Lines of data
================================

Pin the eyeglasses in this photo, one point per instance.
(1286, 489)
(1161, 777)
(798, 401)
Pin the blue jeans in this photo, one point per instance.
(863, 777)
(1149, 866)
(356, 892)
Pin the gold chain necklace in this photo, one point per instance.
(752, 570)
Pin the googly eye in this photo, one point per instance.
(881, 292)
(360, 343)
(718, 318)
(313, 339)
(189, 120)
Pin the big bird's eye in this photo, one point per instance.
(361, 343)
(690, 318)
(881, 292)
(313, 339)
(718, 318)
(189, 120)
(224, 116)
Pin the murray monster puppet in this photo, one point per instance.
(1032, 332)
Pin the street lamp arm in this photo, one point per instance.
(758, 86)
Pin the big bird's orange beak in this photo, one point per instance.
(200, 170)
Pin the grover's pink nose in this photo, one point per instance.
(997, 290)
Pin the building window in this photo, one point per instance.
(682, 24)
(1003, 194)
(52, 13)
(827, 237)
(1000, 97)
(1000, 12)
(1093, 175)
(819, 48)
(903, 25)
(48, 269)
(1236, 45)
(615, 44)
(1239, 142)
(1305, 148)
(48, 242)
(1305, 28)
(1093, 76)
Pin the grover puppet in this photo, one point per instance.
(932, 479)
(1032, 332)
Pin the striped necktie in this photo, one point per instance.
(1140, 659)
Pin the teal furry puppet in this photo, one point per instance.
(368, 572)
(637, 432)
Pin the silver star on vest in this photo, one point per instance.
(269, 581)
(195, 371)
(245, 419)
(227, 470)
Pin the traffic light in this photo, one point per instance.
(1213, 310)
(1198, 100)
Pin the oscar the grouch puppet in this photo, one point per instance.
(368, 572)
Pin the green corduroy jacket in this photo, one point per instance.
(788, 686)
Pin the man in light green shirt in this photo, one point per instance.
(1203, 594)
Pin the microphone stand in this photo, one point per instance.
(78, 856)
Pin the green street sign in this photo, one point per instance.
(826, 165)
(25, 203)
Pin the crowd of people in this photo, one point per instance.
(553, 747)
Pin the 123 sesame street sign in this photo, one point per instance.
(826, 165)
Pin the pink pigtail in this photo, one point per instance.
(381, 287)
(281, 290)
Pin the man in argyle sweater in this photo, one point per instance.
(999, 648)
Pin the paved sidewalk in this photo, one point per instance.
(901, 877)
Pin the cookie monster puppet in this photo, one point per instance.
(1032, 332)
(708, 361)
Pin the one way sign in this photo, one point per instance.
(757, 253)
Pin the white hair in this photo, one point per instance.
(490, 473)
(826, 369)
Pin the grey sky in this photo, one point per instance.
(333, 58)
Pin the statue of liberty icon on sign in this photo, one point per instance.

================================

Reproduce every one of the records above, line for line, with no changes.

> _ANSWER IN FULL_
Pin the eyeglasses in this photo, one point per instance.
(1286, 489)
(1161, 777)
(798, 401)
Pin the blue jeans in this photo, one point per instance.
(863, 777)
(1149, 866)
(356, 892)
Pin the gold chain necklace in this photo, one point per instance.
(752, 570)
Pin the googly eye in this photo, one point per instance.
(881, 292)
(360, 343)
(718, 318)
(313, 339)
(189, 120)
Pin the big bird's eye in this photo, one point per instance.
(361, 343)
(690, 318)
(881, 292)
(313, 339)
(718, 318)
(189, 120)
(224, 116)
Pin the murray monster puppet in this photo, one point per instance.
(1032, 332)
Pin the street lamp arm in this photo, one point per instance.
(758, 86)
Pin the big bird's orange beak in this photo, one point per instance.
(200, 170)
Pin the grover's pink nose in this photo, one point per instance.
(997, 290)
Pin the building window in this photo, one point per instance.
(682, 24)
(1003, 194)
(52, 13)
(827, 237)
(1000, 97)
(1000, 12)
(1093, 175)
(819, 48)
(903, 25)
(48, 269)
(1236, 45)
(615, 44)
(1239, 142)
(1305, 148)
(48, 242)
(1305, 28)
(1093, 76)
Pin the grover puppet in this photo, one point per instance.
(932, 479)
(1032, 332)
Pin the striped necktie in this photo, one point per instance.
(1140, 659)
Pin the teal furry puppet in this photo, one point per instance.
(368, 572)
(637, 432)
Pin the silver star on vest in this photo, one point per instance.
(269, 581)
(195, 371)
(245, 419)
(227, 470)
Pin the traffic light in this photo, one point per instance.
(1213, 310)
(1198, 100)
Pin the oscar the grouch puppet in this photo, one point per instance.
(368, 572)
Pin the green corduroy jacket in this photo, one point per instance.
(788, 686)
Pin the man in light green shirt in this photo, one point per instance.
(1203, 594)
Pin the microphone stand in this photo, one point per instance.
(78, 856)
Pin the green street sign in this photo, one point per instance.
(826, 165)
(25, 203)
Pin the crowd of people in this photo, one point per instance.
(553, 747)
Pin the 123 sesame street sign in this photo, one point per instance.
(826, 165)
Pin the pink pigtail in this photo, one point per instance.
(381, 287)
(281, 290)
Pin the man in argyle sweater in this photo, one point per instance.
(999, 648)
Pin the paved sidewalk in this photo, one point per instance.
(901, 877)
Pin the cookie monster puppet in this photo, one point per instance.
(1032, 332)
(708, 361)
Pin the one way sign in this photo, one point per instance.
(757, 253)
Pin the white hair in this photo, one point per instance.
(490, 473)
(826, 369)
Pin the grey sky in this photo, one point per instance.
(333, 58)
Pin the statue of liberty icon on sign in this photo, one point per instance.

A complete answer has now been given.